* Your goal:
Among the entries, how many lines carry the string "Mark"? Give the number and nothing else.

* Records to process:
*** Begin section ***
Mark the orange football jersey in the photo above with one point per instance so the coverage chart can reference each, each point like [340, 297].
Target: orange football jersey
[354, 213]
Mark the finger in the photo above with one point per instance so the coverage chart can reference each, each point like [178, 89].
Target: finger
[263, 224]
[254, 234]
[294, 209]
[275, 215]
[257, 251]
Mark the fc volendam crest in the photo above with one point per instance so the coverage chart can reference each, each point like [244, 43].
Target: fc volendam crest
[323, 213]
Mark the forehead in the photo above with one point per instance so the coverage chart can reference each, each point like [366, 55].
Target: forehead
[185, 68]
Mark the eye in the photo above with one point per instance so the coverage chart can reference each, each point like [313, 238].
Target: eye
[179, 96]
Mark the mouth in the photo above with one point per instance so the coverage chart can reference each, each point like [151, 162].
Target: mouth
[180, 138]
*** End section ***
* Result for this task:
6